| About this exercise |
Write out only the tail of the records, beginning at the line containing "Target = painted tin can" and including the last line, exactly as written.

| Source data |
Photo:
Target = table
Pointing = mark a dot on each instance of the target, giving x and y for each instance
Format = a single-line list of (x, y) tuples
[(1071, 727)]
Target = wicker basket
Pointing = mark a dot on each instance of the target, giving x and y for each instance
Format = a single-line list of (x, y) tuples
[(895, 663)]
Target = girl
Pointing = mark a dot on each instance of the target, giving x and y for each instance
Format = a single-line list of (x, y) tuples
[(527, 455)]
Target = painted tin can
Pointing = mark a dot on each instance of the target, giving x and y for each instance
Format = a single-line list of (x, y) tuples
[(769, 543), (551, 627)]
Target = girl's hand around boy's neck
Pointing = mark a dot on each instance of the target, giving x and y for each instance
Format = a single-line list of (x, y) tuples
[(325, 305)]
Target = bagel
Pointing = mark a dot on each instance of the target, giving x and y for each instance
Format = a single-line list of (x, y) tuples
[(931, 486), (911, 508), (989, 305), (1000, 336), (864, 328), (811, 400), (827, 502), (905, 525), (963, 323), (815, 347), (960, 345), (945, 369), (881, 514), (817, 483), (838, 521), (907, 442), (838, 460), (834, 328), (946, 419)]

| Completed task |
Target = painted tin can
Pointing = mark a dot on each instance of the target, giving x and y for each instance
Format = a single-line list of (x, y) tuples
[(769, 543), (551, 627)]
Target = girl's hand around boy's neck
Pointing = mark a dot on each instance of the target, giving x and y for each instance
Format = a single-line list of (x, y) tuples
[(325, 305)]
Target = bagel
Pointing = mark a dot on each instance of the target, giving x and y for each instance
Format = a single-line list of (x, y) tuples
[(931, 486), (911, 508), (989, 305), (1000, 336), (864, 328), (811, 400), (827, 502), (905, 525), (963, 323), (815, 347), (960, 345), (945, 369), (881, 514), (817, 483), (838, 521), (907, 442), (838, 460), (834, 328), (946, 419)]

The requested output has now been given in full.